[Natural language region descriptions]
Segment Open

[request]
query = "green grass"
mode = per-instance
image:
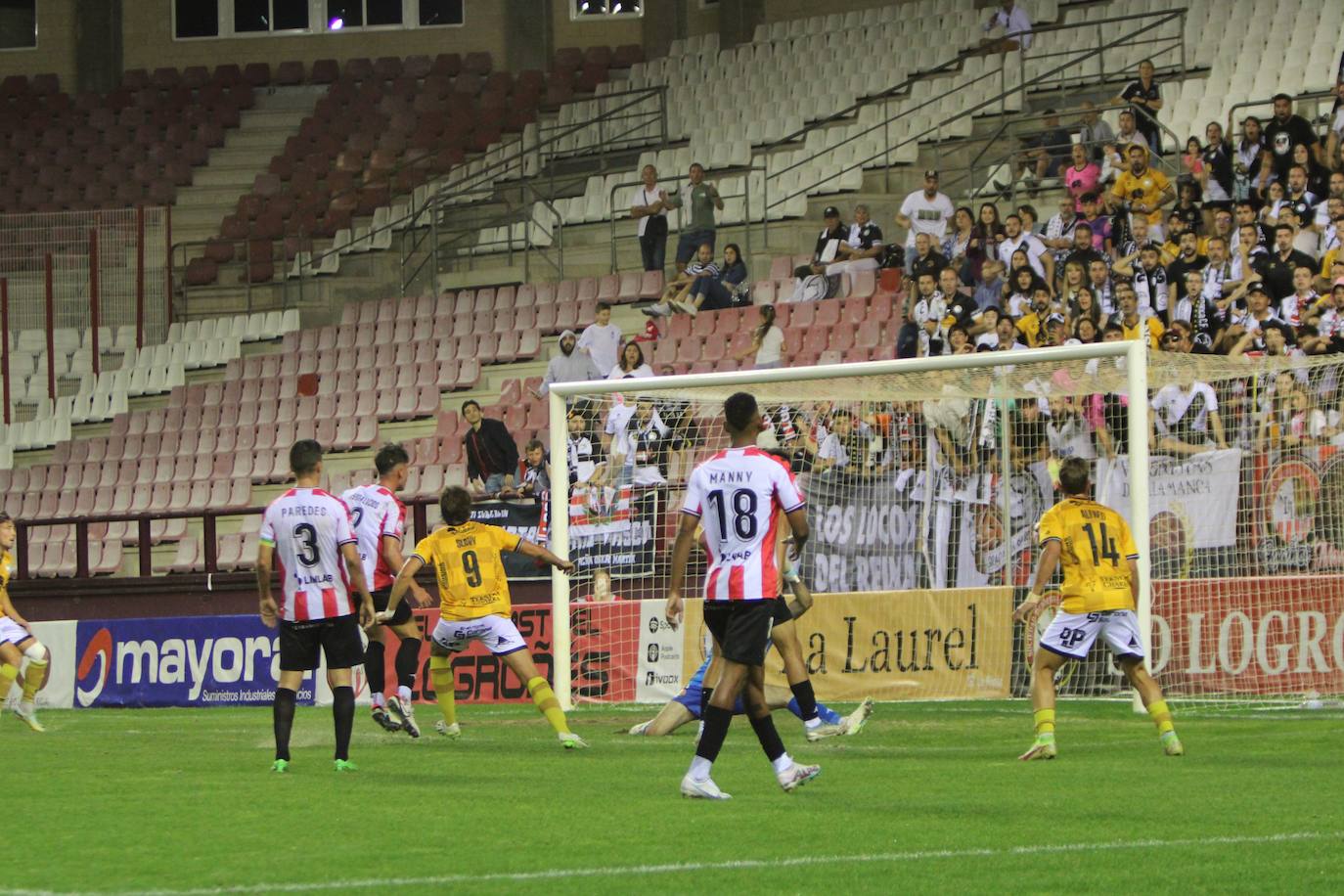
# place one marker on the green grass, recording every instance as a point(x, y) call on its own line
point(929, 798)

Segment Closed

What to do →
The complete set of records should be written out again, pictures excluded.

Task result →
[request]
query = "green grass"
mode = per-instance
image:
# place one marker on the green grass, recording every instance as a point(x, y) call on its own line
point(929, 798)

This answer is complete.